[Opening TEXT UNDER STUDY section]

Bullet and Shell Civil War Projectiles Forum

Relic Discussion => Recommended Reading => Topic started by: speedenforcer on June 14, 2019, 10:03:59 PM

Title: CO Aytch
Post by: speedenforcer on June 14, 2019, 10:03:59 PM
Not projectile related but still a good book.
Title: Re: CO Aytch
Post by: divedigger on June 15, 2019, 08:11:34 AM
a very fun read, I have had three copies of this book, the first two were stolen!
Title: Re: CO Aytch
Post by: speedenforcer on June 15, 2019, 09:22:01 AM
I loaned my only copy out to a cousin and he "lost" it. funny he never offered to get me another. He has hinted about borrowing other books. His hints go in one ear and out the other.
Title: Re: CO Aytch
Post by: CarlS on June 15, 2019, 08:16:35 PM
I consider this a must read for anyone interested in the ACW.  As DiveDigger says it is "a very fun read".  An especially of interesting part to me is a nice section on the fighting at Cheatham Hill which is near my house and the center of the CS lines at the Battle of Kennesaw Mountain.
Title: Re: CO Aytch
Post by: speedenforcer on June 16, 2019, 08:50:12 AM
I agree, enjoyable book. I question some of the stories on accuracy. But I wasn't there so I don't know. Like when he was eating at the table with I think it was his Lieutenant and a bullet shot came out of no where and struck his Lt in the head. If I remember correctly he said he kept eating. I find that unlikely. I would think there would be an immediate call to arms so to speak.
Title: Re: CO Aytch
Post by: Garret on June 21, 2019, 12:23:58 AM
There are actually a lot of artillery related accounts in the book.   The one that comes to my mind is the portion titled "Pine Mountain--Death of General Leonidas Polk.   "While looking at them with his field glass, a solid shot from the Federal guns struck him in his left breast, passing through his body and through his heart.   I saw him while the infirmary corps were bringing him off the field.   He was as white as a piece of marble, and the most remarkable thing about him was, that not a drop of blood was ever seen to come out of the place through which the cannon ball had passed."   

A couple of pages later he writes about the "Dead Angle" at Kennesaw, Georgia:  "...the Federal line opened upon us, and for more than an hour they poured their solid and chain shot, grape and shrapnel right upon this salient point, defended by our regiment alone...."

In the section about Murfreesboro he wrote:  "As I went back to the field hospital, I overtook another man walking along.   I do not know to what regiment he belonged, but I remember of first noticing that his left arm was entirely gone.   His face was white as a sheet.  The breast and sleeve of his coat had been torn away, and I could see the frazzled end of his shirt sleeve, which appeared to be sucked into the wound.  I looked at it pretty close, and I said 'Great God!' for I could see his heart throb, and the respiration of his lungs.   I was filled with wonder and horror at the sight.   He was walking along, when all of a sudden he dropped down and died without a struggle or a groan."

There's a ton of artillery related accounts in Co Aytch that have remained in my memory since reading it that I remember where they are in the book years later.   It's such a fascinating account of the war. 
Title: Re: CO Aytch
Post by: speedenforcer on June 22, 2019, 12:55:55 PM
I stand corrected. It has been many many years since I read the book so my memory of most of it has failed me. But I do remember it being a very good book.

[Closing TEXT UNDER STUDY section]

» WORK TO COMPLETE:
Transcribe the section of the forum thread on Co. Aytch that starts with the words "There's a ton" and stops after "very good book.". The records have nothing to do with the forum thread.

[Opening SUPPLIED DATA section]

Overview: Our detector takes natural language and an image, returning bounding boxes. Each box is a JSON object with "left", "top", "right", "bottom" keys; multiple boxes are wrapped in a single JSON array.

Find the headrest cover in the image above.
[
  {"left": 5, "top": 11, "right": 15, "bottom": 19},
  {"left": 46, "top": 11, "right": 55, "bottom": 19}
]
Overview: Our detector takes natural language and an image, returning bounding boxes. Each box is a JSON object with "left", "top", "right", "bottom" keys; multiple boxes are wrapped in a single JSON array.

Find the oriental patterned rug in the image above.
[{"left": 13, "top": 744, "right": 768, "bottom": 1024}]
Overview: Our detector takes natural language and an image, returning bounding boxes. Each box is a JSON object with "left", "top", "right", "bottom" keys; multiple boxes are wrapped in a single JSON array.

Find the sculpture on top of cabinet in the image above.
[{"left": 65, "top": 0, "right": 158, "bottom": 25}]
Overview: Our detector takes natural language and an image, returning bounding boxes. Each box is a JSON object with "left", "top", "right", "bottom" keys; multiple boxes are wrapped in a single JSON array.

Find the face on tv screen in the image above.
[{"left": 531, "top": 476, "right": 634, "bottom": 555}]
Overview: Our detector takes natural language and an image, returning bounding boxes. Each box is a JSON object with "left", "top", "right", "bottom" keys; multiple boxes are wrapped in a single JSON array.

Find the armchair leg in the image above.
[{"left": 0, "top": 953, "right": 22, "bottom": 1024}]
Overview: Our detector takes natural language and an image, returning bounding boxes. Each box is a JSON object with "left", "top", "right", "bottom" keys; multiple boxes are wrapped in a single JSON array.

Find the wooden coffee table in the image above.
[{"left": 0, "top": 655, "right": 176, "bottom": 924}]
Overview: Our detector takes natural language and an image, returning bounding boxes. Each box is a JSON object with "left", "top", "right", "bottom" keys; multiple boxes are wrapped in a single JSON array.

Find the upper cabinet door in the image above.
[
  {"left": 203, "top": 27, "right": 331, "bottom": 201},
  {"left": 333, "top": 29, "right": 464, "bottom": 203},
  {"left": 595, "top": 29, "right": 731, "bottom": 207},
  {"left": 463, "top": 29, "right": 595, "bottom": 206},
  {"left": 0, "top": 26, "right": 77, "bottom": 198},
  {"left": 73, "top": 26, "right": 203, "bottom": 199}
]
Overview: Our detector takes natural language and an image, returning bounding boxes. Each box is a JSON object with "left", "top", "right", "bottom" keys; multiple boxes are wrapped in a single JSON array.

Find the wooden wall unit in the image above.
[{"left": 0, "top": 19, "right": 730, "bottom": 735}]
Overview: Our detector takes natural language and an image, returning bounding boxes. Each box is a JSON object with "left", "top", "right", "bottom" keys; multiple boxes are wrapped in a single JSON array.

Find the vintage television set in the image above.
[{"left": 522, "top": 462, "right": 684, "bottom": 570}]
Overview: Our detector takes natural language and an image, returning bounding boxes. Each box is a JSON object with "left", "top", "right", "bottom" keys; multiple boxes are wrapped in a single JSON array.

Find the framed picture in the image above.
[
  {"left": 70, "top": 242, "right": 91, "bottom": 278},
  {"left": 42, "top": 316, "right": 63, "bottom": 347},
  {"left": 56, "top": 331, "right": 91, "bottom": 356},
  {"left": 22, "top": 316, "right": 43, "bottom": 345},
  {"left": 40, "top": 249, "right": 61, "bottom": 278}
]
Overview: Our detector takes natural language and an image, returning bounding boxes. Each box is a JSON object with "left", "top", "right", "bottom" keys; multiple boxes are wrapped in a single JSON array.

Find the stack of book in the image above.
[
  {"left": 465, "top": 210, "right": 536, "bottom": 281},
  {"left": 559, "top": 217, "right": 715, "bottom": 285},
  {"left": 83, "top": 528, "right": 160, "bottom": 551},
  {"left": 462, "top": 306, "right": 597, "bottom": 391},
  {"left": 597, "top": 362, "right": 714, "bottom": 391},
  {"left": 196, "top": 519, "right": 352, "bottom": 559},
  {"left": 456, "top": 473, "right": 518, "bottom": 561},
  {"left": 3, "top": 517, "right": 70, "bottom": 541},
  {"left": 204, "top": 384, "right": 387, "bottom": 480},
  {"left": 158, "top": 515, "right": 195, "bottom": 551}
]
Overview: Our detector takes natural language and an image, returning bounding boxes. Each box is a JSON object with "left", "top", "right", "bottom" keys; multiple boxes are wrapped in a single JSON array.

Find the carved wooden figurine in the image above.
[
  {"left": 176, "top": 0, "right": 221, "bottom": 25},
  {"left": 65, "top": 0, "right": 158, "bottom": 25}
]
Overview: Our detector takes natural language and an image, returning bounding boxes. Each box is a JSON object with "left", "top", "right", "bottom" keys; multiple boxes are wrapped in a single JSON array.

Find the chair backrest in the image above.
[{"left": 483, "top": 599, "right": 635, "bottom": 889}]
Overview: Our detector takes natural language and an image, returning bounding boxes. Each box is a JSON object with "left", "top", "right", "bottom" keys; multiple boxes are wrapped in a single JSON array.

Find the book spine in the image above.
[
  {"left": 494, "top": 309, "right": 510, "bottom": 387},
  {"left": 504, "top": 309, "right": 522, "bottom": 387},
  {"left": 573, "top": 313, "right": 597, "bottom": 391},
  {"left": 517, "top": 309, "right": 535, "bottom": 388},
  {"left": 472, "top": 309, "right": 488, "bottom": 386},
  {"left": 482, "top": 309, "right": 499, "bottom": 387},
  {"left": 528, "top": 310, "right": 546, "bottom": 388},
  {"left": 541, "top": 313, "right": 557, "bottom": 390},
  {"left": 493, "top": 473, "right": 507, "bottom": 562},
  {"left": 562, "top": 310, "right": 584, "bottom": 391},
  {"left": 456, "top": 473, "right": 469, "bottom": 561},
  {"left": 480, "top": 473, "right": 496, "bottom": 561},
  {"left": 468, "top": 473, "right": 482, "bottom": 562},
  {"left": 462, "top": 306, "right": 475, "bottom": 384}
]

[Closing SUPPLIED DATA section]

» RESULT OF THE TASK:
There's a ton of artillery related accounts in Co Aytch that have remained in my memory since reading it that I remember where they are in the book years later.   It's such a fascinating account of the war. 
Title: Re: CO Aytch
Post by: speedenforcer on June 22, 2019, 12:55:55 PM
I stand corrected. It has been many many years since I read the book so my memory of most of it has failed me. But I do remember it being a very good book.